Source material -
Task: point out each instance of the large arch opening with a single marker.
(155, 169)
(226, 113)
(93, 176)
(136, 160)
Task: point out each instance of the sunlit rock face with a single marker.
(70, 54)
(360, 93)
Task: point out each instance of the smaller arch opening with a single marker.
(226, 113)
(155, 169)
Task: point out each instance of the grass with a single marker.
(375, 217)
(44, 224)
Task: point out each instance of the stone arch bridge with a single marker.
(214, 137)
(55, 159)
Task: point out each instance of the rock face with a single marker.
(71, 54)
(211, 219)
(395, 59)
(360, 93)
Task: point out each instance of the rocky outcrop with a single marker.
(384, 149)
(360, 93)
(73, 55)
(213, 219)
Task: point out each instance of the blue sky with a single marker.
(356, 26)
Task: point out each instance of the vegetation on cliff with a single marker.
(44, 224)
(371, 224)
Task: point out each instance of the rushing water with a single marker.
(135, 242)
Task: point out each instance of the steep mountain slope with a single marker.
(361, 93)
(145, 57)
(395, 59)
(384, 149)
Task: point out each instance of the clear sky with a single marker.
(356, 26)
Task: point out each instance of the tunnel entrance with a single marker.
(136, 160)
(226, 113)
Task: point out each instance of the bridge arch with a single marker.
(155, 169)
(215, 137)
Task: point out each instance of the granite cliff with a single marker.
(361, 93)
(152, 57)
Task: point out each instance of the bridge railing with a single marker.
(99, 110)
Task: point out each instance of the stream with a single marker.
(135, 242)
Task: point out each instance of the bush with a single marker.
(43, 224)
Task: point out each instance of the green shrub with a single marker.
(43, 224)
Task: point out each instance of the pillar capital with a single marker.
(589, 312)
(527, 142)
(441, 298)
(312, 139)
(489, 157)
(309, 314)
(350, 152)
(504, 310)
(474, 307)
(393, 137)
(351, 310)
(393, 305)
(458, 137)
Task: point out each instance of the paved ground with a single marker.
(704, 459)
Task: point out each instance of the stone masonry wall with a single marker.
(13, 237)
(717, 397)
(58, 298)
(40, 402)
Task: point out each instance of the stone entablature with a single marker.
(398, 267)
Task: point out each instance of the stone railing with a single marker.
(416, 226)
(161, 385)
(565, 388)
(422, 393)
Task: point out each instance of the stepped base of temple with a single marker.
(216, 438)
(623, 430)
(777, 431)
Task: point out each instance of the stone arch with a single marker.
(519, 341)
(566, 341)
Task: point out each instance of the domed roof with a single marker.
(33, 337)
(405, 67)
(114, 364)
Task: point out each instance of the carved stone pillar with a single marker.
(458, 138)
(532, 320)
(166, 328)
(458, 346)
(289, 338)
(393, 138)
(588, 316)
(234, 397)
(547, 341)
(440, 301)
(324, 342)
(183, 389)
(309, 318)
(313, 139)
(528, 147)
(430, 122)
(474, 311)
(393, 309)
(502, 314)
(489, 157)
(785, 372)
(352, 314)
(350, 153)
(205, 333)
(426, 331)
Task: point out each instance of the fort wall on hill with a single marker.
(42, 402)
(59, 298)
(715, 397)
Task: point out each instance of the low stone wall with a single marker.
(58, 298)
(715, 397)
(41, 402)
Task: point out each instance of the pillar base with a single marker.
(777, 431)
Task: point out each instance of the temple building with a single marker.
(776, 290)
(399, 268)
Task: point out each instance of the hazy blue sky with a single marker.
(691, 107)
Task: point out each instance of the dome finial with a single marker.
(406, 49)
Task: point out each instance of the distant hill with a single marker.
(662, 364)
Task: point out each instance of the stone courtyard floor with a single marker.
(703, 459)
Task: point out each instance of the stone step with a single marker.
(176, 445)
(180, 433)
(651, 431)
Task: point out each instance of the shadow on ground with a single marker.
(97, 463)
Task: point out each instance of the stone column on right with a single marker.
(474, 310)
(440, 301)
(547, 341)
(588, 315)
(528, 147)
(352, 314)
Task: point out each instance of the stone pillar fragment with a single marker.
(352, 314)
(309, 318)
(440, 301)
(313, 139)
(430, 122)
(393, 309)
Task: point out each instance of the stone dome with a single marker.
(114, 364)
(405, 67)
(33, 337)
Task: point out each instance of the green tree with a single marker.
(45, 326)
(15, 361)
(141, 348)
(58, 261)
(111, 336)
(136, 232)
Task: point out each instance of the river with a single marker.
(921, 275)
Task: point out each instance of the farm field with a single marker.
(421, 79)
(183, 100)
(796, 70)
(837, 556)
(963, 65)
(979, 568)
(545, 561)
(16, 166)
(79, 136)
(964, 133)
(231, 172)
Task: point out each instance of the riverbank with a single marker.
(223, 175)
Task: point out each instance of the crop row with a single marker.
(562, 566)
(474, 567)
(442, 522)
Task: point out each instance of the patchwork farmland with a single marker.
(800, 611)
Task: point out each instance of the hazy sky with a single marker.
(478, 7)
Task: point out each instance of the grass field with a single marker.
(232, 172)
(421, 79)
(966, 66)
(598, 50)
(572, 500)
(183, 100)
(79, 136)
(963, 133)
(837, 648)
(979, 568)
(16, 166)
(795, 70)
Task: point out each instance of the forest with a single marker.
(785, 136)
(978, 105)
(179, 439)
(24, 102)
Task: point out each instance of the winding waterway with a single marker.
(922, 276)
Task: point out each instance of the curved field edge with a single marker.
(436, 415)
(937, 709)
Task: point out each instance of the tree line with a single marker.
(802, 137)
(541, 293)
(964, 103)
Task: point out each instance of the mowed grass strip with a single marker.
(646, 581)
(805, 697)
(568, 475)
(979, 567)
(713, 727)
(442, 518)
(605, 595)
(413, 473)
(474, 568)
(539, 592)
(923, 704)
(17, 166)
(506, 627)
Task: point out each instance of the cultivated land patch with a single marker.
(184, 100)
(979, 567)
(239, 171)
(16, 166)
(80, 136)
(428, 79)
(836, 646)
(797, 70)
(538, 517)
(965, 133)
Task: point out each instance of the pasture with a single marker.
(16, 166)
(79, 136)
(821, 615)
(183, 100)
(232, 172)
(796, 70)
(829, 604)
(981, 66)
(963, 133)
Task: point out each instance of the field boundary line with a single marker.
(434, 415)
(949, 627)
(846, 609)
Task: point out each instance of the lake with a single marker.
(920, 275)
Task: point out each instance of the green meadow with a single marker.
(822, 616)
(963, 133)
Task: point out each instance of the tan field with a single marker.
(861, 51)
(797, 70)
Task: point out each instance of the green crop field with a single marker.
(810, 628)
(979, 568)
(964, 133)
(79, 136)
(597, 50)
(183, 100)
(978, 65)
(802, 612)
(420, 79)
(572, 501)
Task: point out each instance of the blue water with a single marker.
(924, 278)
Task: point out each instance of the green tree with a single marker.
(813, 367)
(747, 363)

Task objective - "Task: point out each instance of the tan" marks the first line to print; reproduce that line and every line after it through the end of the listing above.

Answer box -
Task: point out each instance of the tan field with a single marker.
(861, 51)
(797, 70)
Task: point out each instance of the green crop field with a single marker.
(810, 628)
(979, 568)
(964, 133)
(79, 136)
(597, 50)
(183, 100)
(978, 65)
(802, 612)
(420, 79)
(572, 501)
Task: point out each instance of the blue water with a single marker.
(924, 278)
Task: point out each instance of the green tree with a single marker.
(813, 367)
(747, 363)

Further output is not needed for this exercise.